Data provided ::
===============

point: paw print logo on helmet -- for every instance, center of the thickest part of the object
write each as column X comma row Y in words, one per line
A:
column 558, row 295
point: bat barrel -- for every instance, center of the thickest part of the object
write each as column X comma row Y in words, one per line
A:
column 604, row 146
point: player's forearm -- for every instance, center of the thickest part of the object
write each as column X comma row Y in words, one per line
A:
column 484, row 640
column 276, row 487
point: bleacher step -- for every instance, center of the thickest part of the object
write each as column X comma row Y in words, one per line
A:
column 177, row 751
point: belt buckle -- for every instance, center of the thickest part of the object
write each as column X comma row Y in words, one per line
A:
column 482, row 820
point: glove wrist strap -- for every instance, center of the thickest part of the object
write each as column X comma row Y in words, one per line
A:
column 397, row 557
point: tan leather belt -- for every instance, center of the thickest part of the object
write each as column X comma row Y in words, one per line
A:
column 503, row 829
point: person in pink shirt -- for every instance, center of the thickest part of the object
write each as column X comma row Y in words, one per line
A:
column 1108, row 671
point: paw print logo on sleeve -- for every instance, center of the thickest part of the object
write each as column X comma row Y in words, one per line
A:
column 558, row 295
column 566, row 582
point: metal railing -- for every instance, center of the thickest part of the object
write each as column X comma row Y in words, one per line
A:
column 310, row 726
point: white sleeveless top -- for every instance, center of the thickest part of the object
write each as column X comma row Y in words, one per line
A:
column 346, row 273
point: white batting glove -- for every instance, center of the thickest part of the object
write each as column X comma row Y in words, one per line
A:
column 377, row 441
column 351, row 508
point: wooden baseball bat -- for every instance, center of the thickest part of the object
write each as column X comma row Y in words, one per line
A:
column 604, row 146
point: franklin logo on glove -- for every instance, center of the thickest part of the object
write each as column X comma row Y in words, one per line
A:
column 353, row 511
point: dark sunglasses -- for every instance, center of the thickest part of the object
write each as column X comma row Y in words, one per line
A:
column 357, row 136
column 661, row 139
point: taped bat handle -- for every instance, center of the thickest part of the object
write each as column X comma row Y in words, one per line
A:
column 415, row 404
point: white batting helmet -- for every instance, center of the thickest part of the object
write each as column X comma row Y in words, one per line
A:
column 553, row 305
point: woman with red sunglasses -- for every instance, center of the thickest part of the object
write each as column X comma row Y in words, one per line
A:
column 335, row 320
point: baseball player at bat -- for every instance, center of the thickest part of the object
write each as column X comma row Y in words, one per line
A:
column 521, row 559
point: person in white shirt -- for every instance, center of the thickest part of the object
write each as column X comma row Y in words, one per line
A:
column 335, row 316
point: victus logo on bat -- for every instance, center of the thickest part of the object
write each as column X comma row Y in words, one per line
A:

===============

Given exercise ::
Convert every line of the records above into a JSON list of strings, one string per line, leaving out blank lines.

Problem solution ::
[
  "point: paw print logo on helmet -- for every instance, center of the thickest part of the object",
  "write each as column X comma row Y in words, one per line",
  "A:",
  "column 558, row 295",
  "point: bat barrel -- for every instance, center of the thickest part of the object",
  "write each as column X comma row Y in words, one per line",
  "A:",
  "column 604, row 146",
  "point: player's forearm -- for every instance, center of the thickest part of the object",
  "write each as column X comma row Y in words, one per line",
  "A:",
  "column 484, row 640",
  "column 276, row 487",
  "point: bleacher step -- for every instance, center of the thickest part of the object",
  "write each as column X comma row Y in words, one per line",
  "A:",
  "column 177, row 751",
  "point: belt buckle -- for every instance, center of the thickest part of the object",
  "write each as column X comma row Y in words, one per line",
  "A:",
  "column 482, row 820",
  "point: glove wrist strap -- for every instance, center of the thickest part of the object",
  "write each as column X comma row Y in words, one per line",
  "A:",
  "column 397, row 557",
  "point: tan leather belt -- for every instance, center of the thickest part of the object",
  "write each as column X comma row Y in words, one per line",
  "A:",
  "column 503, row 829",
  "point: person in pink shirt -- for every instance, center of the thickest part of the object",
  "write each as column X comma row Y in words, one per line",
  "A:",
  "column 1108, row 671",
  "point: paw print logo on sleeve -- for every instance, center of the thickest part of the object",
  "write each as column X comma row Y in words, one per line",
  "A:",
  "column 558, row 295",
  "column 566, row 582",
  "point: metal railing -- for every instance, center of the thickest part of the object",
  "write each as column X comma row Y in words, one per line",
  "A:",
  "column 310, row 726",
  "point: white sleeveless top -- for every instance, center of the thickest part of the object",
  "write each as column X comma row Y in words, one per line",
  "A:",
  "column 346, row 273",
  "point: white batting glove -- for every instance, center of the thickest part of the object",
  "write each as column X comma row Y in words, one per line",
  "A:",
  "column 377, row 441",
  "column 351, row 508",
  "point: wooden baseball bat -- for every instance, center of the thickest part of the object",
  "write each as column X comma row Y in words, one per line",
  "A:",
  "column 604, row 146",
  "point: franklin logo on glove -- for every instance, center of the thickest part of the object",
  "write each as column X comma row Y in words, one per line",
  "A:",
  "column 353, row 511",
  "point: dark sunglasses -- for every instance, center of the thickest part of the object",
  "write each as column X comma row Y in words, one per line",
  "A:",
  "column 357, row 136",
  "column 661, row 139",
  "point: taped bat handle -- for every instance, center of the thickest part of the object",
  "write each as column X comma row Y in words, one per line",
  "A:",
  "column 415, row 404",
  "point: white batting helmet -- for every instance, center of the thickest part of the object",
  "write each as column X comma row Y in words, one per line",
  "A:",
  "column 553, row 305",
  "point: woman with red sunglasses -- for every instance, center of the thickest part of the object",
  "write each as column X comma row Y in words, one per line",
  "A:",
  "column 335, row 320",
  "point: baseball player at bat -- for every instance, center of the thickest part of the object",
  "write each as column X comma row Y in words, one per line",
  "A:",
  "column 521, row 559",
  "point: person in white shirt -- for every instance, center of the thickest part of the object",
  "write each as column X comma row Y in words, one per line",
  "A:",
  "column 335, row 316",
  "point: victus logo on bat -- for every instance, center of the thickest part of the object",
  "write each as column X comma row Y in words, one per line",
  "A:"
]